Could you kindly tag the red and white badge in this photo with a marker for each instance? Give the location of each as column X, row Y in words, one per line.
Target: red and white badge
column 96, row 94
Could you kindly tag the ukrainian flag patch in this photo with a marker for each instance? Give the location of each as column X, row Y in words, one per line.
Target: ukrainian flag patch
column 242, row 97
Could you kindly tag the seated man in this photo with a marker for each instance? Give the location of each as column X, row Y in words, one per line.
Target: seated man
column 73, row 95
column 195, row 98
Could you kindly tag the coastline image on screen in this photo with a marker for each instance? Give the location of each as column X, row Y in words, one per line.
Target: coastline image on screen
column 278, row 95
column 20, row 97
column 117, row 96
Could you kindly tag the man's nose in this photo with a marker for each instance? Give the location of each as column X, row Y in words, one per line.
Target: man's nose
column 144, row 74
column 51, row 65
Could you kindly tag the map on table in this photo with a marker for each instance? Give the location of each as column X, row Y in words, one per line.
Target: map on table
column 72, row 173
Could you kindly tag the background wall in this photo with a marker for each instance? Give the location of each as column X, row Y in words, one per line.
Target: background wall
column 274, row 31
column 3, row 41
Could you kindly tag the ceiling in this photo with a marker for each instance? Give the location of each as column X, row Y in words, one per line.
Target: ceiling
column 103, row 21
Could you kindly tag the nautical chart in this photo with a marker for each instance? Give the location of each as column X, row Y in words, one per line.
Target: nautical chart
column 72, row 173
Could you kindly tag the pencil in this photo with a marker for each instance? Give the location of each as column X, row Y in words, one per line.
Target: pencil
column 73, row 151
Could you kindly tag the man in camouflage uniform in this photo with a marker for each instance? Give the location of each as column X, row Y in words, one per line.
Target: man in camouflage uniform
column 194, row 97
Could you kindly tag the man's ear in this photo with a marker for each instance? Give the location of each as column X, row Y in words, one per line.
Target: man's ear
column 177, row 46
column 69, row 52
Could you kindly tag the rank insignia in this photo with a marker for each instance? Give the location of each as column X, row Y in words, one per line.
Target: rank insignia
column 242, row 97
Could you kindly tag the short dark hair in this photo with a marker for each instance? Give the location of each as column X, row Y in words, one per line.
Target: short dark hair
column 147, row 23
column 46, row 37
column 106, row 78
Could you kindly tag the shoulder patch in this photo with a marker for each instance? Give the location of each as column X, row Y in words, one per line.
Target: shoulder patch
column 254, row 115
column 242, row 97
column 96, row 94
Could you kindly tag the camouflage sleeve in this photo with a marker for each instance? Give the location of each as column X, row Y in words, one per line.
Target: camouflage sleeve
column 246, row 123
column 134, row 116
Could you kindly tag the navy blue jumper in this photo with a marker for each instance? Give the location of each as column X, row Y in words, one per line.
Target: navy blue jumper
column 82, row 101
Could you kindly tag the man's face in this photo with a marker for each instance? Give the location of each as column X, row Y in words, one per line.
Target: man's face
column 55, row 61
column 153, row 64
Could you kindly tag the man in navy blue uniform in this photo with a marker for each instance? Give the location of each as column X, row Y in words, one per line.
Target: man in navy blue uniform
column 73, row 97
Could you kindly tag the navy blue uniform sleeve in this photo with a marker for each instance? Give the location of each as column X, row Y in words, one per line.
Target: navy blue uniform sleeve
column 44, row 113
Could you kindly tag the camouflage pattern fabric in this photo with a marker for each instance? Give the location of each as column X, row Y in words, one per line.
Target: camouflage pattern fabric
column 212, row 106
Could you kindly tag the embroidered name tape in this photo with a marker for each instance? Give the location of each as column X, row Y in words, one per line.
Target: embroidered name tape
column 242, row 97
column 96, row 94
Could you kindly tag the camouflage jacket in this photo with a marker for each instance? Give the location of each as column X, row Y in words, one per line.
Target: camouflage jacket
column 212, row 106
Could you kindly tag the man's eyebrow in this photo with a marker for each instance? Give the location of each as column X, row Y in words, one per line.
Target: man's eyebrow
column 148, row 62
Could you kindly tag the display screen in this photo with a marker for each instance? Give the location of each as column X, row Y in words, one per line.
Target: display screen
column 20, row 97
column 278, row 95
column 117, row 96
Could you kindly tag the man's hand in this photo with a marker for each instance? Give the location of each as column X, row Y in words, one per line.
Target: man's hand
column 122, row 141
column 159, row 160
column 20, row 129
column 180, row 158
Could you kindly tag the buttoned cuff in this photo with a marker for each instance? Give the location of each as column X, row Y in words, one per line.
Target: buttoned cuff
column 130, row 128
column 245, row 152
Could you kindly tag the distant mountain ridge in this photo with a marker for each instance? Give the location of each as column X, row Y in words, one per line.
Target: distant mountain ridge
- - - -
Stated problem:
Please render the records above as a Markdown table with two columns, Row and Line, giving each line its own numbered row in order and leaving out blank lines.

Expected answer:
| Row | Line |
|---|---|
| 1 | Could you kindly tag the red and white badge in this photo with a marker for each instance? Give the location of each as column X, row Y in words, one per line. |
| 2 | Target: red and white badge |
| 3 | column 96, row 94 |
| 4 | Could you kindly tag the ukrainian flag patch in this photo with a marker for each instance? Give the location of each as column X, row Y in words, one per line. |
| 5 | Target: ukrainian flag patch |
| 6 | column 242, row 97 |
| 7 | Could you kindly tag the seated man in this photo with a marker for each instance? Give the location of each as column X, row Y in words, one per line. |
| 8 | Target: seated man |
| 9 | column 73, row 95 |
| 10 | column 195, row 98 |
| 11 | Could you kindly tag the coastline image on screen in this photo with a marker for each instance? Give the location of each as column X, row Y in words, one per line. |
| 12 | Target: coastline image on screen |
| 13 | column 278, row 95 |
| 14 | column 20, row 97 |
| 15 | column 117, row 96 |
| 16 | Could you kindly tag the man's nose in this photo with a marker for each instance? Give the location of each as column X, row Y in words, one per line. |
| 17 | Target: man's nose |
| 18 | column 144, row 74 |
| 19 | column 51, row 65 |
| 20 | Could you kindly tag the map on table in this photo with a marker for each instance? Give the location of each as column X, row Y in words, one per line. |
| 21 | Target: map on table |
| 22 | column 72, row 173 |
| 23 | Could you kindly tag the background wall in this photo with a marker for each instance? Give the location of each as column X, row Y in words, one per line. |
| 24 | Target: background wall |
| 25 | column 274, row 31 |
| 26 | column 3, row 41 |
| 27 | Could you kindly tag the ceiling in this photo with a marker for each instance? Give the location of each as column X, row Y in words, one per line. |
| 28 | Target: ceiling |
| 29 | column 103, row 21 |
| 30 | Could you kindly tag the nautical chart in this photo with a marker for each instance? Give the location of each as column X, row Y in words, one per line. |
| 31 | Target: nautical chart |
| 32 | column 72, row 173 |
| 33 | Could you kindly tag the pencil in this photo with a marker for each instance? Give the location of each as column X, row Y in words, one per line. |
| 34 | Target: pencil |
| 35 | column 73, row 151 |
| 36 | Could you kindly tag the man in camouflage uniform in this photo with a marker for each instance? Give the location of each as column X, row Y in words, one per line. |
| 37 | Target: man in camouflage uniform |
| 38 | column 194, row 97 |
| 39 | Could you kindly tag the man's ear in this photo with a marker for each instance? Give the location of each as column X, row Y in words, one per line. |
| 40 | Target: man's ear |
| 41 | column 177, row 46 |
| 42 | column 69, row 52 |
| 43 | Could you kindly tag the rank insignia in this photo with a marker for each instance? Give the location of each as column X, row Y in words, one per line. |
| 44 | Target: rank insignia |
| 45 | column 242, row 97 |
| 46 | Could you kindly tag the short dark hair in this photo with a marker for each instance? Give the location of each as column X, row Y in words, one per line. |
| 47 | Target: short dark hair |
| 48 | column 147, row 23 |
| 49 | column 46, row 37 |
| 50 | column 106, row 78 |
| 51 | Could you kindly tag the shoulder patch in this photo with a marker for each instance? Give the location of each as column X, row Y in words, one per line. |
| 52 | Target: shoulder patch |
| 53 | column 254, row 115 |
| 54 | column 242, row 97 |
| 55 | column 96, row 94 |
| 56 | Could you kindly tag the camouflage sleeve in this photo with a marker for each instance? Give the location of each as column X, row Y in words, one per line. |
| 57 | Target: camouflage sleeve |
| 58 | column 246, row 123 |
| 59 | column 134, row 116 |
| 60 | Could you kindly tag the navy blue jumper in this photo with a marker for each instance? Give the location of each as column X, row Y in words, one per line. |
| 61 | Target: navy blue jumper |
| 62 | column 82, row 101 |
| 63 | Could you kindly tag the man's face in this photo with a marker for each instance? Give the location of each as column X, row Y in words, one per line. |
| 64 | Target: man's face |
| 65 | column 55, row 61 |
| 66 | column 153, row 64 |
| 67 | Could you kindly tag the man in navy blue uniform in this photo with a marker for each instance? Give the location of each as column X, row Y in words, one per line. |
| 68 | Target: man in navy blue uniform |
| 69 | column 73, row 97 |
| 70 | Could you kindly tag the navy blue uniform sleeve in this photo with a marker for each instance? Give the location of each as column X, row Y in words, one per line. |
| 71 | Target: navy blue uniform sleeve |
| 72 | column 44, row 113 |
| 73 | Could you kindly tag the camouflage pattern fabric in this photo with a marker for each instance? Give the location of each as column X, row Y in words, one per line. |
| 74 | Target: camouflage pattern fabric |
| 75 | column 212, row 106 |
| 76 | Could you kindly tag the embroidered name tape in this photo with a marker for each instance? Give the location of each as column X, row Y in words, one per line. |
| 77 | Target: embroidered name tape |
| 78 | column 242, row 97 |
| 79 | column 96, row 94 |
| 80 | Could you kindly tag the camouflage jacket in this photo with a marker for each instance? Give the location of each as column X, row Y in words, one per line. |
| 81 | Target: camouflage jacket |
| 82 | column 212, row 106 |
| 83 | Could you kindly tag the man's eyebrow in this photo with a marker for each instance? Give the location of each as column X, row Y in words, one per line. |
| 84 | Target: man's eyebrow |
| 85 | column 148, row 62 |
| 86 | Could you kindly tag the display screen in this photo with a marker for each instance? Give the location of each as column X, row Y in words, one per line. |
| 87 | Target: display screen |
| 88 | column 20, row 97 |
| 89 | column 278, row 95 |
| 90 | column 117, row 96 |
| 91 | Could you kindly tag the man's hand in this photo with a marker for each instance? Give the location of each as column X, row Y in words, one per line. |
| 92 | Target: man's hand |
| 93 | column 122, row 141 |
| 94 | column 159, row 160 |
| 95 | column 20, row 129 |
| 96 | column 180, row 158 |
| 97 | Could you kindly tag the buttoned cuff in this photo with a marker for each instance? Give the location of each as column X, row Y in words, one per line. |
| 98 | Target: buttoned cuff |
| 99 | column 130, row 128 |
| 100 | column 245, row 152 |
| 101 | Could you kindly tag the distant mountain ridge in this photo with a marker for each instance? Give the location of each as column X, row Y in words, one per line. |
| 102 | Target: distant mountain ridge |